Найти в Дзене
Домашний Зай

Старик-цыган и его Магия

Здравствуйте, мои дорогие подписчики и читатели!

Произошла эта история давно, августовским летом 1973 года. Мне тогда не было ещё семи, однако я уже много читала, писала без ошибок и сочиняла неплохие стихи. И вообще, в сентябре уже в школу, пусть и семь мне исполнится только в последний день сентября.

Фото из Яндекс.Картинки. На деда Яроша этот человек не совсем похож, но всё же сходство есть.
Фото из Яндекс.Картинки. На деда Яроша этот человек не совсем похож, но всё же сходство есть.

В то лето меня возили от бабушки к бабушке. Весь май и июнь я провела в подмосковном Мещерино Ступинского района – там жили родители папы.
В июле меня отвезли в Тулу – мамина мама (моя бабушка) Паша по мне отчаянно заскучала.

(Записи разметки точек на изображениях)
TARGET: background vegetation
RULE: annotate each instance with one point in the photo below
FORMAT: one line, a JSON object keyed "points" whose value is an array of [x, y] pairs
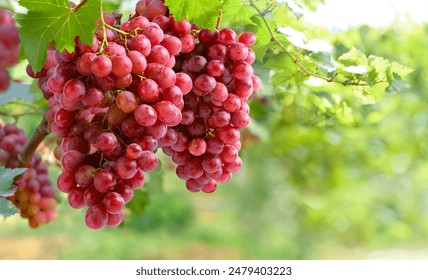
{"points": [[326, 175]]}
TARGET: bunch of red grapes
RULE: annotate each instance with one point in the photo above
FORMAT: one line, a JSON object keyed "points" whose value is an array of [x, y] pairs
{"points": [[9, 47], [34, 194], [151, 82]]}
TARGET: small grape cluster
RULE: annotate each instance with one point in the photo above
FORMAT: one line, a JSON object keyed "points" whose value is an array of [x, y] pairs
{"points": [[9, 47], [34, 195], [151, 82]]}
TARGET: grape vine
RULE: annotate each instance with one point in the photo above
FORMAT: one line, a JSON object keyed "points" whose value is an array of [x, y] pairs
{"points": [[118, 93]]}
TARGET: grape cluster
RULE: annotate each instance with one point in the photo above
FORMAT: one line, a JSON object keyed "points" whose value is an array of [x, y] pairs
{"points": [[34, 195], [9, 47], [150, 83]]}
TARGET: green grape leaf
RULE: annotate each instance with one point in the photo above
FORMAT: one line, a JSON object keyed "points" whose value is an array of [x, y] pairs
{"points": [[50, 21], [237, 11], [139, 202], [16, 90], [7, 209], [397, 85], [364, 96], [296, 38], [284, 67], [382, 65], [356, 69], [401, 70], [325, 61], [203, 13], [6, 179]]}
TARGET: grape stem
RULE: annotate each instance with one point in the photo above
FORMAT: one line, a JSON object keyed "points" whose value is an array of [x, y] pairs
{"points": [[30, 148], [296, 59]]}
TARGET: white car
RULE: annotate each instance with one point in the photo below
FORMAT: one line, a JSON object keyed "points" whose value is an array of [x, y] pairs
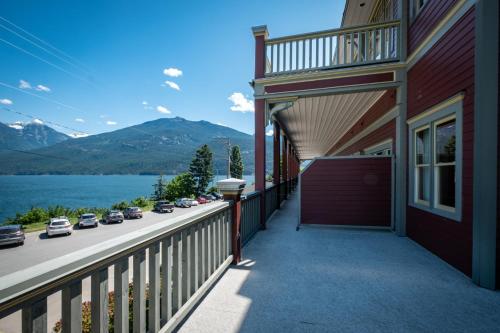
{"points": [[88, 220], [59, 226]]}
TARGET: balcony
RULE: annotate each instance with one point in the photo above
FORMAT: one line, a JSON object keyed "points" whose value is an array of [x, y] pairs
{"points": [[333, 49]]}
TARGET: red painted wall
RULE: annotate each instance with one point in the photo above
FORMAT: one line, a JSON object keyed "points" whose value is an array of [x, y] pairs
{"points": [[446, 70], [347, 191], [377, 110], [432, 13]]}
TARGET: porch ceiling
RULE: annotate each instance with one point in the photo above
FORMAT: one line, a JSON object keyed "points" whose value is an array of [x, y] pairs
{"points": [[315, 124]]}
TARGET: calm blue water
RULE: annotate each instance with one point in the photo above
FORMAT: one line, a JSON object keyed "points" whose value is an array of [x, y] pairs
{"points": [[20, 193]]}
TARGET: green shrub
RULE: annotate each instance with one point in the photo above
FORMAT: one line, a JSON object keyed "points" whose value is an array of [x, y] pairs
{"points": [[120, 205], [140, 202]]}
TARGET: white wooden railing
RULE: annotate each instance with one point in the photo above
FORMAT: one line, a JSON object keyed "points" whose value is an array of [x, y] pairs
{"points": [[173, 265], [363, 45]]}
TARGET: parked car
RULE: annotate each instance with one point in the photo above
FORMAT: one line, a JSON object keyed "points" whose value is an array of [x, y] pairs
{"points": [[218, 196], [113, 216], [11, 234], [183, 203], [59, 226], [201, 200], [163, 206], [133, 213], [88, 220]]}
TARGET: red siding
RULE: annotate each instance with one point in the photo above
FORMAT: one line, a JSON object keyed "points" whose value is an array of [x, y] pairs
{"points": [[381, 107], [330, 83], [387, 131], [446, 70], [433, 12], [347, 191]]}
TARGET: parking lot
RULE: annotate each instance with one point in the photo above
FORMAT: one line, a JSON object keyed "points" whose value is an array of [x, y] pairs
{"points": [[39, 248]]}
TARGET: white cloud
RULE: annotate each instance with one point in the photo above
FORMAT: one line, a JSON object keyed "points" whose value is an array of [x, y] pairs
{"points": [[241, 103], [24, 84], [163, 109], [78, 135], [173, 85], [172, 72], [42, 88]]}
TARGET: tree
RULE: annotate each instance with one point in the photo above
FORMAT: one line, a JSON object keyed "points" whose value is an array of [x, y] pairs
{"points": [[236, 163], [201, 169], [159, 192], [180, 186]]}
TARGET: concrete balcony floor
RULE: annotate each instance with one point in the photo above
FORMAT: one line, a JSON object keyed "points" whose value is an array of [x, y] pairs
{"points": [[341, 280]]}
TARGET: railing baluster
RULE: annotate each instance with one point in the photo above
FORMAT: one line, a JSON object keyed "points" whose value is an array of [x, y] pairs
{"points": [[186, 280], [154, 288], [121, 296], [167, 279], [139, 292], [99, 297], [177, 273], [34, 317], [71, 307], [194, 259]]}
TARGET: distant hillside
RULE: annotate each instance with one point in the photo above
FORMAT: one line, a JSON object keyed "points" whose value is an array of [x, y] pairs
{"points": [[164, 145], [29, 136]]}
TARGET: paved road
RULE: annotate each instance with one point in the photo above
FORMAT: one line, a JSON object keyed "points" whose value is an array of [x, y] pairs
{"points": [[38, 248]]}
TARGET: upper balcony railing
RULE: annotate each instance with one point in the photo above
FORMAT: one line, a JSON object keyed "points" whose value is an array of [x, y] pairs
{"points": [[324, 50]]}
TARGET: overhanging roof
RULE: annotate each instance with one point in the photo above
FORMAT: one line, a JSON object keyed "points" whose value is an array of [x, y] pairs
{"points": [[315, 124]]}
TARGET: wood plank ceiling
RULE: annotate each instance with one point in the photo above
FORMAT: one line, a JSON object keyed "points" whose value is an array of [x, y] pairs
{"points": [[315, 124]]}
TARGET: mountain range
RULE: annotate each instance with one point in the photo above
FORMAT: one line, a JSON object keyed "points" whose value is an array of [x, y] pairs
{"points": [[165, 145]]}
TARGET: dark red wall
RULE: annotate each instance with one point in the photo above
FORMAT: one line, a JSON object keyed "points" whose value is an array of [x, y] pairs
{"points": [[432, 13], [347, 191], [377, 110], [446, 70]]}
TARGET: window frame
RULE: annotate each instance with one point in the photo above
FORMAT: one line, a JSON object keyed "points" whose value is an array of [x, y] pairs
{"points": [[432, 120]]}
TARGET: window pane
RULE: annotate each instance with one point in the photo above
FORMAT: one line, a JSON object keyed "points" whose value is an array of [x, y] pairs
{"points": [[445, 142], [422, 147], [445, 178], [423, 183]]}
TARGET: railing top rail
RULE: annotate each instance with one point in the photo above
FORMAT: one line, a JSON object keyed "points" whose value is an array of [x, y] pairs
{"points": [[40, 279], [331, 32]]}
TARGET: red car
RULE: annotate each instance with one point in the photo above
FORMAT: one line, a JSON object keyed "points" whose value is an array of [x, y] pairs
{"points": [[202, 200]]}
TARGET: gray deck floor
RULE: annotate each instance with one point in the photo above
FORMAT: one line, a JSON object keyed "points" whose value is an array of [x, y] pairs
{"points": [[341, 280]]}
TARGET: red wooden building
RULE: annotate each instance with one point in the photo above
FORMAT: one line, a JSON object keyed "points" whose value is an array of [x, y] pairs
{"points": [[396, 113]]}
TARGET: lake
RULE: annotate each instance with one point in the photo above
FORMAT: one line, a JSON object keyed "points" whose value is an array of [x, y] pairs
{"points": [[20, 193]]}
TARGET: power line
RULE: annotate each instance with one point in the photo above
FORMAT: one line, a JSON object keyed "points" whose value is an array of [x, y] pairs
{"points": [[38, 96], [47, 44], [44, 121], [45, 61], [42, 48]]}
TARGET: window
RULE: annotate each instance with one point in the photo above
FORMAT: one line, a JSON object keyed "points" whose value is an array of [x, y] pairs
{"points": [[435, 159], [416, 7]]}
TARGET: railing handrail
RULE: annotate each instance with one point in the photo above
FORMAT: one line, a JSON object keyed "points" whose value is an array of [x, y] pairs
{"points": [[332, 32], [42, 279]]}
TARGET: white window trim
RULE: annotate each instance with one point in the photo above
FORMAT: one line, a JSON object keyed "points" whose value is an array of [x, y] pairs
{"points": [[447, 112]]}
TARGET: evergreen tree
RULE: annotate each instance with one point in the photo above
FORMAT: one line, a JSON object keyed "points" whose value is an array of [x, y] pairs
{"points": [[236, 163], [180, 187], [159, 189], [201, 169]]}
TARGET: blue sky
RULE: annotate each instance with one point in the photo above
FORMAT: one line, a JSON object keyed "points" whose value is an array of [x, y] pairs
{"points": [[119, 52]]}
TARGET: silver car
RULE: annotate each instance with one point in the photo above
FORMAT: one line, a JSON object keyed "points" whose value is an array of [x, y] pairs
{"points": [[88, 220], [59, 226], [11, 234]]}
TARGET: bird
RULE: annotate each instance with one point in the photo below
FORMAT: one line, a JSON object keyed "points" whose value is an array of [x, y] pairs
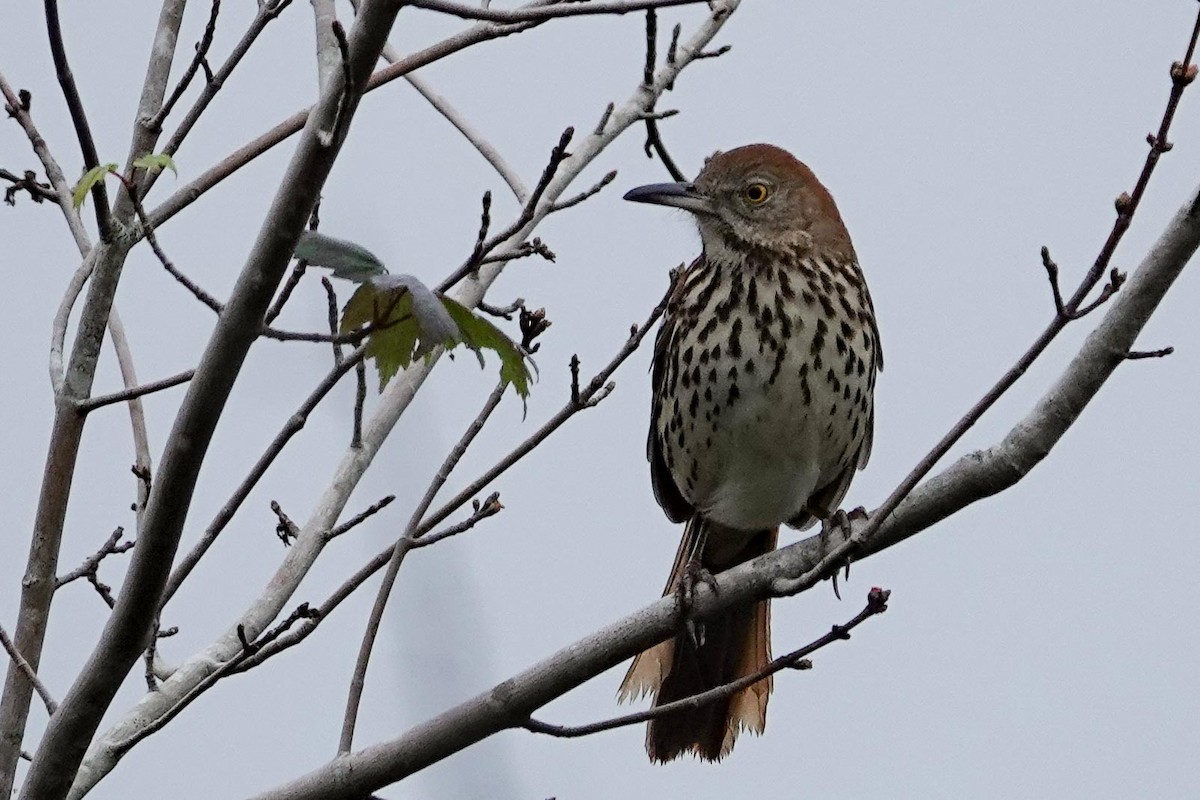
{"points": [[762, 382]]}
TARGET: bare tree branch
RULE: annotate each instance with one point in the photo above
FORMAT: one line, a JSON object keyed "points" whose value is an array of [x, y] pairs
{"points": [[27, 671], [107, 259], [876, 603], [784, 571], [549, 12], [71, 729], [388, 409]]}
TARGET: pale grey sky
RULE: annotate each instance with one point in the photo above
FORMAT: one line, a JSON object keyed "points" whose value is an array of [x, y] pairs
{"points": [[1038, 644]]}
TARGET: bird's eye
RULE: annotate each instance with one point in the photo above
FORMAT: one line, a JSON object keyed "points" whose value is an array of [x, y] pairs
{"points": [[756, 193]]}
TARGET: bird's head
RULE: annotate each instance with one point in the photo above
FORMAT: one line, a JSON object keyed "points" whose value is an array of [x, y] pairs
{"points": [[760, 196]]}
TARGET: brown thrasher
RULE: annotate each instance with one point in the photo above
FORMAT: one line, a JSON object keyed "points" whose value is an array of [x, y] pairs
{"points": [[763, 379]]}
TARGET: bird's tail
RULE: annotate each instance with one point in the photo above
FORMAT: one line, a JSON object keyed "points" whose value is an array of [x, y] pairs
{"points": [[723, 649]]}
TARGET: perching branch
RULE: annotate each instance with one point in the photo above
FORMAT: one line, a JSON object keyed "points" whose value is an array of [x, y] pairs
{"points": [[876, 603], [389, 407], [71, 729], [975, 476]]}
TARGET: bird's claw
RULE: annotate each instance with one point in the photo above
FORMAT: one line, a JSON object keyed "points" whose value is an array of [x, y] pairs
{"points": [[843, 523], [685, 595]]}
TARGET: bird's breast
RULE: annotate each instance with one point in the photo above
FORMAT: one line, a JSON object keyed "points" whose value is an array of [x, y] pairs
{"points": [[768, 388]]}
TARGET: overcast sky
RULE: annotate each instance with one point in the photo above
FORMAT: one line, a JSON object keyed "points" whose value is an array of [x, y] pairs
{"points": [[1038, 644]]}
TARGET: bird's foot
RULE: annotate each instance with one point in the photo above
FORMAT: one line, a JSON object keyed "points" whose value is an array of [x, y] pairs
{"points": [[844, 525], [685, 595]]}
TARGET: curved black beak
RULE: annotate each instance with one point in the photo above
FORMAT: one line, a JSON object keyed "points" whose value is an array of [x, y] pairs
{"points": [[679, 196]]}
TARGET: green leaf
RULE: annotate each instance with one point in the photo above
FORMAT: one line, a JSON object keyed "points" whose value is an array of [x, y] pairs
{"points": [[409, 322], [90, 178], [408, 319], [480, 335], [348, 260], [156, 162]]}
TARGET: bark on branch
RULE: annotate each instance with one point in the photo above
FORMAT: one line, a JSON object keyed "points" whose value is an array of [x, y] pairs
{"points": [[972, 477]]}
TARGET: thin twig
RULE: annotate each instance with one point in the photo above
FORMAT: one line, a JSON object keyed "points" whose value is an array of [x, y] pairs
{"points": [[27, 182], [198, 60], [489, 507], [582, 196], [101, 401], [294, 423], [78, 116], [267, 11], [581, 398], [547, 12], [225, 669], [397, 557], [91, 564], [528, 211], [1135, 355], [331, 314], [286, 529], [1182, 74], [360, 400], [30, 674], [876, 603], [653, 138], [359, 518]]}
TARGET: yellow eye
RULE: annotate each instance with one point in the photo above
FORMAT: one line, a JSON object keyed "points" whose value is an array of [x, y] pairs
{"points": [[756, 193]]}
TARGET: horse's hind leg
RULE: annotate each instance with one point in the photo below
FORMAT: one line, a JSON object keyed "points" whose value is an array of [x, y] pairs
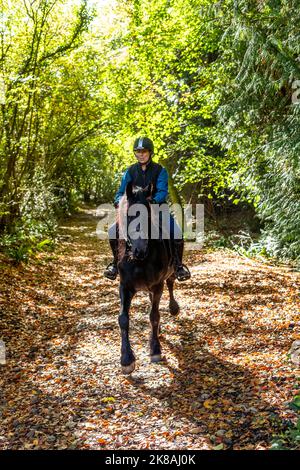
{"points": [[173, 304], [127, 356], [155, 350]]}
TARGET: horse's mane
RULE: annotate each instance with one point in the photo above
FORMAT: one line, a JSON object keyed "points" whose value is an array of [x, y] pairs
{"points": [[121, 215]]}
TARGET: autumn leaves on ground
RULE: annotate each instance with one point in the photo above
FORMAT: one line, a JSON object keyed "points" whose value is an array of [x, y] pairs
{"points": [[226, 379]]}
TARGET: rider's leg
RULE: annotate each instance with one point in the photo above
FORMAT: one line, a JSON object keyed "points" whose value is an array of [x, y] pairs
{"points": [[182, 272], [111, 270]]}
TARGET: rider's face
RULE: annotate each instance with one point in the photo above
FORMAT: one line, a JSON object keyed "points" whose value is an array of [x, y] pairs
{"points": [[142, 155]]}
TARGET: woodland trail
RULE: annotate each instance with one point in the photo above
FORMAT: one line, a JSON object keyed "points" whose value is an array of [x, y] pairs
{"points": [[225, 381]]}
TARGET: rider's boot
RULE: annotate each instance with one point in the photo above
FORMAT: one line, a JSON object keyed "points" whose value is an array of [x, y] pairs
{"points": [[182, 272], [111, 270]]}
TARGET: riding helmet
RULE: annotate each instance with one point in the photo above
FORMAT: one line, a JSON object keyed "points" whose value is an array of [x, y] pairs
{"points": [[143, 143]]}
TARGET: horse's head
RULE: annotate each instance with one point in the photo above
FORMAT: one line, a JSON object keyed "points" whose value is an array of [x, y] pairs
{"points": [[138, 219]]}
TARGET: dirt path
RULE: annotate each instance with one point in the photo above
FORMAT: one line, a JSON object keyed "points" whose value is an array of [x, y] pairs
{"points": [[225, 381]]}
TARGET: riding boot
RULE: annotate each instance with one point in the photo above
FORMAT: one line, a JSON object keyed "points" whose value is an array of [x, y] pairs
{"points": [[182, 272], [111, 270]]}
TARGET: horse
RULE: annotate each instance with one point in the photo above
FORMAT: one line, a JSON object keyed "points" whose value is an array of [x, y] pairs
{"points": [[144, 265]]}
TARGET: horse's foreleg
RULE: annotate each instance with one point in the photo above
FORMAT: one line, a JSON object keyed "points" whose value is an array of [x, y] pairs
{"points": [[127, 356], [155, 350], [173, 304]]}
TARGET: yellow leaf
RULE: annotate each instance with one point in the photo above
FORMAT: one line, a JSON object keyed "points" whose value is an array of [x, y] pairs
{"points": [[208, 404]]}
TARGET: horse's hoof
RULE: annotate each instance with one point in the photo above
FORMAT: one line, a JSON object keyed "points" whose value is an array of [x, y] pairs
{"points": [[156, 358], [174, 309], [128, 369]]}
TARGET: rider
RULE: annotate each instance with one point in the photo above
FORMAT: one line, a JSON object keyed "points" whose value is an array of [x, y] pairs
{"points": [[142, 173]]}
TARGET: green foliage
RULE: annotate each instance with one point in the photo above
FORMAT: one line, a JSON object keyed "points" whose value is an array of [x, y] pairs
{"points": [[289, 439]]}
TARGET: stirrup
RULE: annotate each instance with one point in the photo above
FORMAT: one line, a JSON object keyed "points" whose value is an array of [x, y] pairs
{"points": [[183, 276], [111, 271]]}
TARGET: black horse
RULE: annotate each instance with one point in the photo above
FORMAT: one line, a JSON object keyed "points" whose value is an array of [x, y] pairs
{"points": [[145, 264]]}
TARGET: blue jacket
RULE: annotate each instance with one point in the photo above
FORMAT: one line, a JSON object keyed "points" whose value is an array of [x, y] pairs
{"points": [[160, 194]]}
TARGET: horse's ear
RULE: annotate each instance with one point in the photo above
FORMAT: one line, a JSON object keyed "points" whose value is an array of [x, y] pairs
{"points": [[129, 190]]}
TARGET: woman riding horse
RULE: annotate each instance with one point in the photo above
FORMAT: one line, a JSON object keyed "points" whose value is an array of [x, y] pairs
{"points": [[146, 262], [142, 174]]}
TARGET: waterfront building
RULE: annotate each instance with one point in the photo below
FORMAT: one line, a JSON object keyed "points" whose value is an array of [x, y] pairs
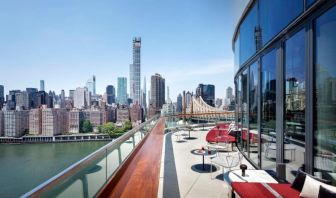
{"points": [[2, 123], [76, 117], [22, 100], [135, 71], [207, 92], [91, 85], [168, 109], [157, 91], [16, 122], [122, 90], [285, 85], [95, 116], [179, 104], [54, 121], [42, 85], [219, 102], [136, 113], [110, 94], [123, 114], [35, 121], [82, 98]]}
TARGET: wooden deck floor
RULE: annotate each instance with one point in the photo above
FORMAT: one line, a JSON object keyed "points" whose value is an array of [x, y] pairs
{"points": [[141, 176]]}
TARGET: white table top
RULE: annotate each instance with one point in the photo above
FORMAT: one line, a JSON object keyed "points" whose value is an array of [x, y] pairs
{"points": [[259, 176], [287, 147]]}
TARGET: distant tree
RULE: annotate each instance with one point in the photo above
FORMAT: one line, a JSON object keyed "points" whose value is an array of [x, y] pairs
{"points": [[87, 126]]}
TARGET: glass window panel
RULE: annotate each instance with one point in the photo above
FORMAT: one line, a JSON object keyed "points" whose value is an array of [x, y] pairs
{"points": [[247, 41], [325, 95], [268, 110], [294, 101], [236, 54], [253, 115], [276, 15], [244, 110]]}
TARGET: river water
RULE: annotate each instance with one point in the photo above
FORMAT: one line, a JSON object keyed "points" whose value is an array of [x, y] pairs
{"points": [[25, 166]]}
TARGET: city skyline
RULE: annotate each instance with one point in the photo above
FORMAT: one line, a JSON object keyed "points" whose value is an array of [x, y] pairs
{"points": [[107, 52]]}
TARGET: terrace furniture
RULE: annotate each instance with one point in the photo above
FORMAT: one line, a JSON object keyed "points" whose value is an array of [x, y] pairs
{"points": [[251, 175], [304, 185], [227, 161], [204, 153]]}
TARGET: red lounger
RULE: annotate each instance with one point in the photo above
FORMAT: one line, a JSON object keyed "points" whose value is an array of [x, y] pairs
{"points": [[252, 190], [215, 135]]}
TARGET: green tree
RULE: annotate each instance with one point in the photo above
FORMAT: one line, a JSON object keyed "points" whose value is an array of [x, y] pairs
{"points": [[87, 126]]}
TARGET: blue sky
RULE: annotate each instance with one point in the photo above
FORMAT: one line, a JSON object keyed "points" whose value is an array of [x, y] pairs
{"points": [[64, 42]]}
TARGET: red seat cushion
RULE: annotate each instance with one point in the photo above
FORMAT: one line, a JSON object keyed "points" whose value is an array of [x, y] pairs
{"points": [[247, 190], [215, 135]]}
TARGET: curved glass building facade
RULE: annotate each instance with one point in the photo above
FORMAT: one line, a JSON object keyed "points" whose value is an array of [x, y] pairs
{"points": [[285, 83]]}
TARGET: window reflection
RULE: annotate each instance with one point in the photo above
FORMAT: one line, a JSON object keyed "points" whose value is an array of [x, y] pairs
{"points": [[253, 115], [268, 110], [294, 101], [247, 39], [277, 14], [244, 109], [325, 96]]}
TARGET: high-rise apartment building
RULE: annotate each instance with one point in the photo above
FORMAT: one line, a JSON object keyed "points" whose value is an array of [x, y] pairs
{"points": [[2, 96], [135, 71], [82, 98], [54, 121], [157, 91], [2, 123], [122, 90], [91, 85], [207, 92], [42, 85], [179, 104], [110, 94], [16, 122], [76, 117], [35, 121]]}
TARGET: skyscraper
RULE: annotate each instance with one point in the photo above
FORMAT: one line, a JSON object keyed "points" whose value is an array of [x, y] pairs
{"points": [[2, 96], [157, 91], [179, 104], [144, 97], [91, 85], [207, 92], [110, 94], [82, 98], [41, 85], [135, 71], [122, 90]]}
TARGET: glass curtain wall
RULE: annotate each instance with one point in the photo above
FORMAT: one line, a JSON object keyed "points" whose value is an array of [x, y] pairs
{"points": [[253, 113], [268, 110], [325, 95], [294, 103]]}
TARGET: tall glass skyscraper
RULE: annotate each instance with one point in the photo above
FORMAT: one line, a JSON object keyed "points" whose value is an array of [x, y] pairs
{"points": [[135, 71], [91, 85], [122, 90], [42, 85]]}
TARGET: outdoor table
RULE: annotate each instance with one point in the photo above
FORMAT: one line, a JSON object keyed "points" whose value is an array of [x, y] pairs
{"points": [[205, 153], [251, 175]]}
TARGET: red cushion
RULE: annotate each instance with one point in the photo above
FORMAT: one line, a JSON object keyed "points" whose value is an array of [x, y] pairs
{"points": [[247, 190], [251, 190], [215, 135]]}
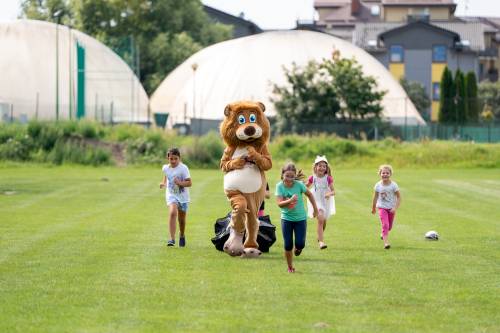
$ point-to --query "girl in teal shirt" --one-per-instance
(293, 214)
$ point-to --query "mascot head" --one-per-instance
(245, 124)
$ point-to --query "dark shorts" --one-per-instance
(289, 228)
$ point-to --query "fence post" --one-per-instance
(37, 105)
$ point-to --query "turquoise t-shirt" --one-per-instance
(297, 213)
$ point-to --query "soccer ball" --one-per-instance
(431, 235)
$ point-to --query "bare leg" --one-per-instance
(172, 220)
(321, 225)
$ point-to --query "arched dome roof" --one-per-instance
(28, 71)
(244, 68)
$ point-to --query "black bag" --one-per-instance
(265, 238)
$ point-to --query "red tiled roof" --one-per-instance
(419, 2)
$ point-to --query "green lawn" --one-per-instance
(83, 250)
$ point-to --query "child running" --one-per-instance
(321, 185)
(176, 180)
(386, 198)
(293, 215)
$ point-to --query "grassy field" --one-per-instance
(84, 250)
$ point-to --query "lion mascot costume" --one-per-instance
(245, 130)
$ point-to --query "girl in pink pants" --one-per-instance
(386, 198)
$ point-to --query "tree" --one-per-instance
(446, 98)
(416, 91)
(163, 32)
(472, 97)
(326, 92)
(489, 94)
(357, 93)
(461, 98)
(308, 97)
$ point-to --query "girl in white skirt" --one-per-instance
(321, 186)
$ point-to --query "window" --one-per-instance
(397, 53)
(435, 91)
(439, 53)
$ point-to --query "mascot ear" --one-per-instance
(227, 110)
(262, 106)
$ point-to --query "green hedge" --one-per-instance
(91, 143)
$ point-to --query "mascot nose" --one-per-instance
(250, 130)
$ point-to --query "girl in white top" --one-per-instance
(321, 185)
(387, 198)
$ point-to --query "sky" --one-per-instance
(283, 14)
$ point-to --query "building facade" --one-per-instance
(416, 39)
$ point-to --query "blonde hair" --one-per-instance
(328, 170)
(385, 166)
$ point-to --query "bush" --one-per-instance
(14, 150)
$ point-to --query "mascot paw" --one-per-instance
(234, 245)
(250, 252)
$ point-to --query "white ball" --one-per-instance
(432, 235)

» **Что нужно сделать**
**A.** Пожалуйста, перепишите из рассказа дословно всё, начиная с «Здравствуйте, мои дорогие» и ниже вплоть до «жили родители папы.».
**B.** Объясните по рассказу в одном–трёх предложениях, почему в июле автора отвезли в Тулу.

» **Результаты по заданиям**
**A.**
Здравствуйте, мои дорогие подписчики и читатели!

Произошла эта история давно, августовским летом 1973 года. Мне тогда не было ещё семи, однако я уже много читала, писала без ошибок и сочиняла неплохие стихи. И вообще, в сентябре уже в школу, пусть и семь мне исполнится только в последний день сентября.

Фото из Яндекс.Картинки. На деда Яроша этот человек не совсем похож, но всё же сходство есть.
Фото из Яндекс.Картинки. На деда Яроша этот человек не совсем похож, но всё же сходство есть.

В то лето меня возили от бабушки к бабушке. Весь май и июнь я провела в подмосковном Мещерино Ступинского района – там жили родители папы.

**B.** Автора отвезли в Тулу, потому что мамина мама, бабушка Паша, отчаянно заскучала.